## Input data
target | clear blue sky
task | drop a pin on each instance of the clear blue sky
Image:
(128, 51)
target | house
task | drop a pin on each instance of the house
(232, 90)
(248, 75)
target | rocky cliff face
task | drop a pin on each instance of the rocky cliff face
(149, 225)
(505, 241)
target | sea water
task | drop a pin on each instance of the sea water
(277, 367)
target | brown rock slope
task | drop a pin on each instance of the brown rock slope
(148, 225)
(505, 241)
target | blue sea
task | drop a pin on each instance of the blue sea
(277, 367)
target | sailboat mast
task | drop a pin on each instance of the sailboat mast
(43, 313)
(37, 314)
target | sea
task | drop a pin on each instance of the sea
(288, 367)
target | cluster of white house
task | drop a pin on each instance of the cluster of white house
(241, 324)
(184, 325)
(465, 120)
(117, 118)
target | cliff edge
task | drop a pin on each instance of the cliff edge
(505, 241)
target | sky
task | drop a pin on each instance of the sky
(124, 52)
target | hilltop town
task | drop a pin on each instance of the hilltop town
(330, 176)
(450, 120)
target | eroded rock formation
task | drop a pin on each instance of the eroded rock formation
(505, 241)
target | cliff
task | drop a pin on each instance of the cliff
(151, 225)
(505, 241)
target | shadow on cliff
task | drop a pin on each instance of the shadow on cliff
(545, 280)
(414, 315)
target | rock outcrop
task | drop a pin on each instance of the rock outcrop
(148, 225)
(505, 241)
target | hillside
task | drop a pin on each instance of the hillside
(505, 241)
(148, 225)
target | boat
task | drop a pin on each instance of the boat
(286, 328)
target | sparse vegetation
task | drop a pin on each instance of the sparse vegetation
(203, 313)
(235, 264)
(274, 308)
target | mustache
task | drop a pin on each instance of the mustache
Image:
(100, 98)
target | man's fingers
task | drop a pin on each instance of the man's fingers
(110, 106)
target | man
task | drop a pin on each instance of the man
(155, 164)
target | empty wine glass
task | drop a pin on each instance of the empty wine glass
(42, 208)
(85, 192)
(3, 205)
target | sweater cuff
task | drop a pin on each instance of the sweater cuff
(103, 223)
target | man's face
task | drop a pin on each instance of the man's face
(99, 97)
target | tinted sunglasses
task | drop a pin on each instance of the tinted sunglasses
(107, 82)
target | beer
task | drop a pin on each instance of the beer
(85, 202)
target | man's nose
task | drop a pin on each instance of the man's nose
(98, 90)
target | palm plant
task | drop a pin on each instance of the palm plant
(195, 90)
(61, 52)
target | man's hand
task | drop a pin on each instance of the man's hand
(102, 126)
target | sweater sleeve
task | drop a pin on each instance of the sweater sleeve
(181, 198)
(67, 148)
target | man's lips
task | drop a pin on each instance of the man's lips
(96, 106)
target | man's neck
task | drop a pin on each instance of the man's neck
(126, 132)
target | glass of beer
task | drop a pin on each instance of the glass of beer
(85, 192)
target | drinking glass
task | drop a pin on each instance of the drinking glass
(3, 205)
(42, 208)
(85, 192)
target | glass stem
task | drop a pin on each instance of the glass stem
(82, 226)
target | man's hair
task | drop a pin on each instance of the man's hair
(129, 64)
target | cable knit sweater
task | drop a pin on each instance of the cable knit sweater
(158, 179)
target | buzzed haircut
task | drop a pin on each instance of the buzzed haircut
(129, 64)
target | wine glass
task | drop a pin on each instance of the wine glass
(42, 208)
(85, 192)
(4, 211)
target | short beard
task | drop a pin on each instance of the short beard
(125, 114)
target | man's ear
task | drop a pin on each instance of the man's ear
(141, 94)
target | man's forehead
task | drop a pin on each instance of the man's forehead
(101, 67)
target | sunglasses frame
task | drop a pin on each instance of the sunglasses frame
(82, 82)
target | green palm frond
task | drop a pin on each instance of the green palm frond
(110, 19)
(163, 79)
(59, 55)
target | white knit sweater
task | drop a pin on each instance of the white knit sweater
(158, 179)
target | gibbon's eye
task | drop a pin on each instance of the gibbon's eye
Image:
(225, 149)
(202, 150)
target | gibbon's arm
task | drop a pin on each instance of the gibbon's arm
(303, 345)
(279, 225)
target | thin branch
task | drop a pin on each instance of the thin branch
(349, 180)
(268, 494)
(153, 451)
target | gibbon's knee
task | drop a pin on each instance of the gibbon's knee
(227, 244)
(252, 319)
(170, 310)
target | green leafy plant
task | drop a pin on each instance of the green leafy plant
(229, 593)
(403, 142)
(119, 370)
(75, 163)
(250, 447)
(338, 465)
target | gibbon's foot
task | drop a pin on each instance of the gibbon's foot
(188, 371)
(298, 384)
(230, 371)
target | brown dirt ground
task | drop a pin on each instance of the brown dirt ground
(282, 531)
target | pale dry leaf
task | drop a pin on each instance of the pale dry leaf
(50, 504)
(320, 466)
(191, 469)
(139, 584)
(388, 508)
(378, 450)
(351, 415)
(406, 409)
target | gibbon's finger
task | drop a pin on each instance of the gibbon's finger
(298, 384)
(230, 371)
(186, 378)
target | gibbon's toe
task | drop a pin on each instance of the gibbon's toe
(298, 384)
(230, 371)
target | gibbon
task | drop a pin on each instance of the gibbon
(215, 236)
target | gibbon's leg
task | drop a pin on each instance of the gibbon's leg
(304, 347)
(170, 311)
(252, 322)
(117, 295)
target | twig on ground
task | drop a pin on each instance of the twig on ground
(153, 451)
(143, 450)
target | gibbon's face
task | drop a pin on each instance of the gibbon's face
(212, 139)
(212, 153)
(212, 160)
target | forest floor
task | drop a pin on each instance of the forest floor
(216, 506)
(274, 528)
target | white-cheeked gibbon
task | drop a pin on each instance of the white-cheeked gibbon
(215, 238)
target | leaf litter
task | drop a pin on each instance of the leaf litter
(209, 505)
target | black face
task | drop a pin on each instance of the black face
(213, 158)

## Work to complete
Here the job is to transcribe the lines from the first line of the data through the line containing "target | empty wine glass", inclusive, exactly and with nothing else.

## Result of this task
target | clear blue sky
task | drop a pin on each instance of the clear blue sky
Image:
(128, 51)
target | house
task | drop a pin on each instance of the house
(232, 90)
(248, 75)
target | rocky cliff face
task | drop a pin on each instance of the rocky cliff face
(149, 225)
(505, 241)
target | sea water
task | drop a pin on each instance of the sea water
(277, 367)
target | brown rock slope
task | drop a pin on each instance of the brown rock slope
(148, 225)
(505, 241)
target | blue sea
task | drop a pin on each instance of the blue sea
(277, 367)
target | sailboat mast
task | drop a pin on each instance of the sailboat mast
(43, 313)
(37, 314)
target | sea
task | drop a pin on each instance of the sea
(288, 367)
target | cluster of white house
task | drop a pin on each instance of the cluster of white house
(241, 324)
(184, 325)
(465, 120)
(117, 118)
target | cliff edge
task | drop a pin on each instance of the cliff edge
(505, 241)
target | sky
task | drop a pin on each instance of the sky
(124, 52)
target | hilltop town
task | drop a pin on each instance of the hilltop town
(330, 176)
(450, 120)
target | eroded rock formation
task | drop a pin on each instance of the eroded rock formation
(505, 241)
target | cliff
task | drop a pin on each instance of the cliff
(151, 225)
(505, 241)
target | shadow on cliff
task | drop a pin on each instance of the shadow on cliff
(545, 280)
(414, 315)
target | rock outcrop
task | drop a pin on each instance of the rock outcrop
(148, 225)
(505, 241)
target | hillside
task | drop a pin on each instance of the hillside
(505, 241)
(148, 225)
target | boat
task | drop a pin on each instance of the boat
(286, 328)
target | sparse vegetation
task | drop a pin on each instance of the sparse vegetation
(203, 313)
(235, 264)
(274, 308)
target | mustache
task | drop a pin on each instance of the mustache
Image:
(100, 98)
target | man's fingers
task | drop a pin on each instance of the man's fingers
(110, 106)
target | man
task | drop a pin on each instance of the man
(155, 164)
target | empty wine glass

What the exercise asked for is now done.